Extract provided =
Ella (28:35): But I mean, I would say there are maybe like 10 community members who run dashboards and different tooling. And I think there are way more than 10 stellar validators. So sometimes it's just not within their area of expertise. They could be excellent DevOps people and run validators across many blockchains, but they're not a web developer. That's just not their skillset, but I wouldn't say that they don't contribute to the community.
Vasiliy (29:01): Yeah. What I'm saying just there is much more nuance, especially when you don't have 300 places for a node operator, you don't have enough money to pay them for 300 validators and you need to select 15 or 20 or 50.
Ella (29:18): Unless a hundred million SOL gets stake to Stake Pools, then you can expand that list to 3,000 validators and everyone will be profitable.
Anatoly (29:26): So this is the challenges. How do we grow the validator set? And it almost in my mind is like, you need both, you need people that are driving, we need higher quality. We need due to proof points that you know how to manage keys, but we also need people that are like, okay, just on board and figure it out and try it. Yeah. This is a tough problem. And I think part of the reason of not wanting the foundation to do it and push out this technology, a stake fulls is because we don't know. You guys are both sound very much validator operator focused, but these things like, I think are some form of financial, like DeFi application too. How much of your time are you thinking about like how these things actually work in DeFi?
Vasiliy (30:22): I think I'd say a lot. That's what makes or breaks the liquid staking, the whole point of liquid staking is that it's liquid and usable in finance. I actually don't think a lot about a lot of time about node operator because I used to work here. I'm working as the staking provider since like 2020, early 2020. So I'm just have strong opinions because I do it right. But I have to think a lot about DeFi because that's uncharted, it's new.
FP (30:58): So yeah. I mean, I think as Toly points out, I think the validator operator stuff is important, but really it really is just a baseline. And I think what we do with it next is the thing that's more important. So the question was, how do we think about how it's composed with DeFi? It's just the beginning. So right now what are the main things that you can do with your stake pool token? So you can put it in an AMM and provide liquidity that way, you can do lending and that's about it, I think.
I mean, there's lots of stuff you can do and you want to use the stake pool stake SOL in any occasion where you can use regular SOL. So whether it's just buying from a marketplace or doing some more exotic stuff, like options trading, that sort of stuff and not just putting it in liquidity pool or borrowing or lending or leverage yield farming. So yeah. I basically want to expand the ways in which stake pool tokens can be used. And I think that's going to be a big draw for people to start staking with us.
Anatoly (32:18): How much work is it to get that adoption or to have a specific stake pool token used in a DeFi?
FP (32:27): I think integration takes time. I mean, it really depends on the partner which you're integrating with. And I think some things just haven't been built out yet actually. So Ella and I have been talking about how we can use these stake pool tokens in the NFT marketplaces, for example. But none of this stuff has been built out. So, yeah. So we'll get that, but it's not there yet, I would say. So we have to build it.

Work to do =
a - In the transcript, how long has Vasiliy worked as a staking provider?
b - Repeat the part of the transcript between "Anatoly (32:18): How" and "to build it.", inclusive, word for word.

Source material =
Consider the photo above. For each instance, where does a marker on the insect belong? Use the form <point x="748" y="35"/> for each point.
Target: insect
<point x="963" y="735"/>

Solutions =
a - Since early 2020.

b -
Anatoly (32:18): How much work is it to get that adoption or to have a specific stake pool token used in a DeFi?
FP (32:27): I think integration takes time. I mean, it really depends on the partner which you're integrating with. And I think some things just haven't been built out yet actually. So Ella and I have been talking about how we can use these stake pool tokens in the NFT marketplaces, for example. But none of this stuff has been built out. So, yeah. So we'll get that, but it's not there yet, I would say. So we have to build it.